#### EXERCISE DESCRIPTION:
Format every line of the data below as a numbered list, leaving out any blank lines.

#### THE DATA:
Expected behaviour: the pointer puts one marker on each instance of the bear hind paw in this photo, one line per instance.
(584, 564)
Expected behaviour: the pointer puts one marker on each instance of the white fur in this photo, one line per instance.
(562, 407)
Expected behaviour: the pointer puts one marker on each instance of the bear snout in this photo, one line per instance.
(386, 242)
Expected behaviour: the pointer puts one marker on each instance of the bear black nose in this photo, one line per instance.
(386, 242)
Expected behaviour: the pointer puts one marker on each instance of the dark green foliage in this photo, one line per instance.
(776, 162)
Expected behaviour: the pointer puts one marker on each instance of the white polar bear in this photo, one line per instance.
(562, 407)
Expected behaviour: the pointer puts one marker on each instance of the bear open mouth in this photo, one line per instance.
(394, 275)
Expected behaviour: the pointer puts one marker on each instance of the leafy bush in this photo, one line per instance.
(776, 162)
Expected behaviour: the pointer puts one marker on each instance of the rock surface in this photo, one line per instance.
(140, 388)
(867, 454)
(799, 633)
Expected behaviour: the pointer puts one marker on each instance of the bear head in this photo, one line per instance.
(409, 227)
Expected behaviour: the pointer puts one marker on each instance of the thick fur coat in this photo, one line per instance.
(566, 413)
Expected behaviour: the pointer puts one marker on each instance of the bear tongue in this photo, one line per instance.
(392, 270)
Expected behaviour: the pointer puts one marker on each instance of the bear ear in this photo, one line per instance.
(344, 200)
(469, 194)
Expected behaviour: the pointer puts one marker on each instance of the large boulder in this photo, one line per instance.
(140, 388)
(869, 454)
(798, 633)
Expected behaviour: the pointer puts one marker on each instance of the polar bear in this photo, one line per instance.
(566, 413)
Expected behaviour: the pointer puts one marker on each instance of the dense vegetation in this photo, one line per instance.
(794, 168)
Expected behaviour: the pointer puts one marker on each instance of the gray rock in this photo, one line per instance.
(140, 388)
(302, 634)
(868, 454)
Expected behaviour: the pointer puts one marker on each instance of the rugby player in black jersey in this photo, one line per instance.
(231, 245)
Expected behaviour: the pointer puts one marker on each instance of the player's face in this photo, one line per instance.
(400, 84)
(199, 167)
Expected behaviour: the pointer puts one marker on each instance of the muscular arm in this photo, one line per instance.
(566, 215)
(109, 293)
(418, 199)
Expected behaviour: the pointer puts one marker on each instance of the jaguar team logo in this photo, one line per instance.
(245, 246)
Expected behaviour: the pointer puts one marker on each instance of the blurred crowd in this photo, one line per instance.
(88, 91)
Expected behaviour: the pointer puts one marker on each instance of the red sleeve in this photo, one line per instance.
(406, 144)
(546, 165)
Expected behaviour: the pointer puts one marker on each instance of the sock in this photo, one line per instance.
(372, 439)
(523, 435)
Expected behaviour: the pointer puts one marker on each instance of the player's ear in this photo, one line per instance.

#### COMPLETE OUTPUT:
1. Expected behaviour: the pointer puts one marker on each instance of the bear hind paw in this photo, one line per instance.
2. (584, 564)
3. Expected behaviour: the pointer puts one marker on each instance of the white fur in this photo, one line per instance.
4. (562, 407)
5. Expected behaviour: the pointer puts one marker on each instance of the bear snout in this photo, one line per instance.
6. (386, 242)
7. Expected behaviour: the pointer puts one marker on each instance of the bear black nose in this photo, one line per instance.
8. (386, 242)
9. Expected behaviour: the pointer puts one marker on each instance of the dark green foliage in this photo, one line per instance.
10. (776, 162)
11. Expected behaviour: the pointer puts one marker on each instance of the white polar bear in this photo, one line per instance.
12. (562, 407)
13. Expected behaviour: the pointer puts one marker on each instance of the bear open mouth in this photo, one line per instance.
14. (394, 275)
15. Expected behaviour: the pointer puts one marker on each instance of the leafy bush in this photo, one line per instance.
16. (776, 162)
17. Expected behaviour: the pointer puts one marker on each instance of the rock surface in this photo, one line per instance.
18. (140, 388)
19. (867, 454)
20. (799, 633)
21. Expected behaviour: the pointer puts one marker on each instance of the bear head in this photo, one line per instance.
22. (409, 227)
23. Expected behaviour: the pointer puts one marker on each instance of the thick fur coat in this photo, one line per instance.
24. (566, 413)
25. Expected behaviour: the pointer puts one marker on each instance of the bear tongue in this photo, one line per instance.
26. (392, 270)
27. Expected behaviour: the pointer puts one marker on each instance of the bear ear in this photo, one line per instance.
28. (344, 200)
29. (469, 194)
30. Expected behaviour: the pointer puts one marker on each instance of the large boulder in this photo, one line per instance.
31. (140, 388)
32. (869, 454)
33. (798, 633)
34. Expected behaviour: the pointer puts one marker on each instance of the polar bear in this photo, one line per instance.
35. (566, 413)
36. Expected behaviour: the pointer puts one marker on each instance of the dense vegetation in this photo, one line per instance.
37. (794, 168)
38. Expected behaviour: the pointer puts one marker on each instance of the gray rock in this photo, one line per instance.
39. (140, 388)
40. (302, 634)
41. (868, 454)
42. Expected behaviour: the pointer puts one marker on each instance of the rugby player in black jersey in this photo, one line per instance.
43. (231, 245)
44. Expected behaviour: the pointer puts one marker on each instance of the player's face in this photo, one line per instance.
45. (400, 84)
46. (199, 167)
47. Expected behaviour: the pointer puts one marker on each instance of the muscular arm in this photo, one line per instance.
48. (566, 215)
49. (109, 293)
50. (418, 199)
51. Expected behaviour: the pointer puts one marker on each instance of the jaguar team logo in this photo, one line per instance.
52. (245, 246)
53. Expected behaviour: the pointer puts one marker on each instance of the blurred crowd in this photo, one line per instance.
54. (88, 91)
55. Expected behaviour: the pointer puts one marker on each instance of the red sleeve in this photo, one line per instance.
56. (406, 144)
57. (546, 165)
58. Expected behaviour: the pointer puts one marker on each instance of the sock in this photo, one line per instance.
59. (372, 439)
60. (523, 435)
61. Expected behaviour: the pointer puts one marker on each instance of the player's ear in this photo, one line per instance.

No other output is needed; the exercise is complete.